**Ihre Aufgaben**
• A. Was sticht Norbert Lütz laut der Rede zu seiner Ausstellung auf seinem gezeichneten Selbstbildnis durch den Kopf?
• B. Führen Sie die Rede zur Ausstellung von Norbert Lütz im Anschluss an ihren letzten Satz weiter.

**Textauszug**
Rede anlässlich einer Ausstellung mit Werken von Norbert Lütz in Aachen

 

Auf einer Zeichnung, einem Selbstbildnis zeigt sich Norbert Lütz wie er immer aussieht, mit Schiebermütze. Die Augen starr und unbewegt auf den imaginären Gegenüber gerichtet, fixierend. Nur durch den Kopf sticht ihm ein Bleistift - ironischer und zugleich treffender konnte er sich nicht selber porträtieren.

Härte. Geballte Fäuste. Kraft. Wunden. Salz. - Es sind beileibe nicht Liebreiz und süßliche Schönheit, Romantik, Sonnenschein und Harmonie, die mir in den Sinn kommen, wenn ich an Norbert Lütz` Arbeiten denke. Zu deutlich, ja eindeutig, zeigen sie mitunter, was er meint und wie er denkt. Wie, wenn einer sein Gesicht nicht verschleiern kann, nicht schauspielern und hinter einer Maske des "Good will" verstecken kann, sondern alles glasklar und sofort ablesbar ist auf der Bühne zwischen Augenbrauen, Kinn und beiden Ohren.- Wut und Ärger, Trauer und Enttäuschung sind elementare Gefühle. Zu schwer und zu schade, um sie nicht auszuleben.

Und so redet er auch mit einem. Eindringlich und um Intensität bemüht, dich nicht aus den Augen lassend, fast beschwörend manchmal - und zugleich von einer viel tiefer liegenden Unsicherheit getrieben, die versteckt kocht wie ein verschlossener Vulkan.

Die Arbeiten, die ich von Norbert Lütz kenne, sagen mir: es liegt ihm nicht, sich quälend lange mit der Suche nach kunstvollen Metaphern und prachtvollen Allegorien zu befassen. Seine Bildergeschichten sind geradlinig, auf die Pointe zugespitzt, ja , fast eindimensional. Doch die Pointe ist meist ohne Witz, dafür bissig und voller Spott.

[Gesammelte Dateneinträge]
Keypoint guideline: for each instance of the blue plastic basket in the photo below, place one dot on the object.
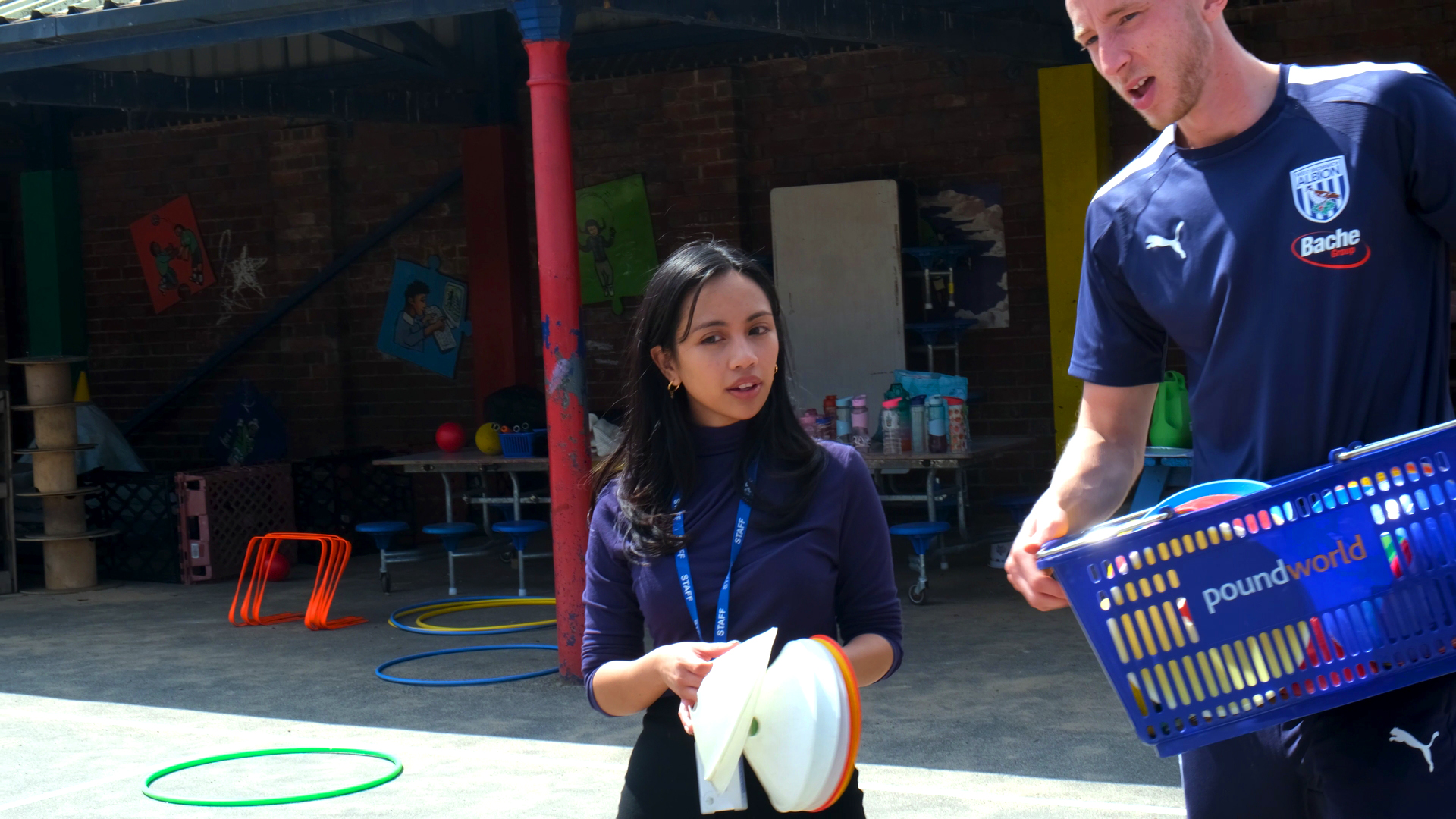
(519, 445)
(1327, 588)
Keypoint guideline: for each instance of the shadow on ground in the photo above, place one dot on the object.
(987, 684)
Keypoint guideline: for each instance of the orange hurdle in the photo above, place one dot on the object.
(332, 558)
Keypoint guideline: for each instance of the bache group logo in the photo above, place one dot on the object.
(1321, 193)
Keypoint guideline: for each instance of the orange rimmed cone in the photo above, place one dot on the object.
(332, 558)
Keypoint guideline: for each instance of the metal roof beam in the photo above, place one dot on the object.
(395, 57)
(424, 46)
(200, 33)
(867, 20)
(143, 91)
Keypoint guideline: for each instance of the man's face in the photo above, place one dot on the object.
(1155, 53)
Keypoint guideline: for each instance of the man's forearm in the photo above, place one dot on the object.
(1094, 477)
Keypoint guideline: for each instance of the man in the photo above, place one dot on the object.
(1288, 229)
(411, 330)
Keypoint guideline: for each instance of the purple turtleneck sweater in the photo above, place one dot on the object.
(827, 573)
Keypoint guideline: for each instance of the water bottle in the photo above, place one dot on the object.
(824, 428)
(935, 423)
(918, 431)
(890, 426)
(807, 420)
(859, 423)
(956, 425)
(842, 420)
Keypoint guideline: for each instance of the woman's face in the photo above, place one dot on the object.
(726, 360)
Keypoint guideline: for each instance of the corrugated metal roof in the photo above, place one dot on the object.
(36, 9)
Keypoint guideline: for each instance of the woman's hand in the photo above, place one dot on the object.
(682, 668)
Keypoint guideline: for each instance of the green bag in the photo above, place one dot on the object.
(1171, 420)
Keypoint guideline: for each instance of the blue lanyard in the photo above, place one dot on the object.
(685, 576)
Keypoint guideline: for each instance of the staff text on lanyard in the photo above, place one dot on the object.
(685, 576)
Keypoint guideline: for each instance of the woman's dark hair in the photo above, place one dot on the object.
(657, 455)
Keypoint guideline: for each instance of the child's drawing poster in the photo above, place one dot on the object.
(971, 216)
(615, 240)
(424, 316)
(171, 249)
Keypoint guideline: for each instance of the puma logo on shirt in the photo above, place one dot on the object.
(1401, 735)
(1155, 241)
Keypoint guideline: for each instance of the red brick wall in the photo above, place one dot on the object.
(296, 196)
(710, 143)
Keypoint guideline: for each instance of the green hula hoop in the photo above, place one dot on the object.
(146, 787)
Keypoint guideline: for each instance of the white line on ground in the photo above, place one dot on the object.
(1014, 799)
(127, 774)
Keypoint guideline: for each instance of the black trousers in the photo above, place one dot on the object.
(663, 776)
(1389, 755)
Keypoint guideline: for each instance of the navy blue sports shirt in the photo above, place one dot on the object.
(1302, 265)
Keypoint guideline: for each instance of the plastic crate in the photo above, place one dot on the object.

**Antworten zur Übung**
• A. Ein Bleistift.

• B.
Da gibt es karikierende Darstellungen der Spitzen der Gesellschaft, von Menschen mit und ohne Amtsanmaßung. Dann wieder sind es in sich versunkene, kauernde Gestalten oder entindividualisierte Frauentypen. Und Norbert Lütz scheut auch vor den Heroen der Kinderzimmer und spätjährlichen Kultfiguren nicht zurück und schlägt Weihnachtsmänner ans Kreuz oder dämonisiert sie als Zocker, bestechlich, käuflich, unehrlich. Wer glaubt noch an den Nikolaus?

Und wenn ich von Härte spreche, dann nicht nur, weil die Themen und Motive hart auf mich wirken. Norbert Lütz ist kein Kabarettist, der den Kampf gegen Hörigkeit und Stumpfsinn elegant mit dem Florett ausficht. Der Personalstil offenbart es. Der Pinsel hinterlässt starke, manchmal heftige Linien, Schwarz umrandet die Gestalten, Rot und Weiß stellten schon oft die einzigen Pole der Farbigkeit. Die frontalen Figuren zwingen zum Hinsehen.

Doch so was entsteht nur, wenn der Malende sich nicht zufrieden gibt damit, dass er die Welt nachbildet im verkleinerten Format. Norbert Lütz beweißt, dass das  Anliegen von gemalten Bildern nicht die Beschönerung des Alltags ist, sein kann. Malerei ist keine Werbung, für nichts. Malerei ist Arbeit, Selbstbefragung, Therapie, Anklage, Vorwurf, Infrage-Stellen, zweifeln, suchen und -manchmal- finden.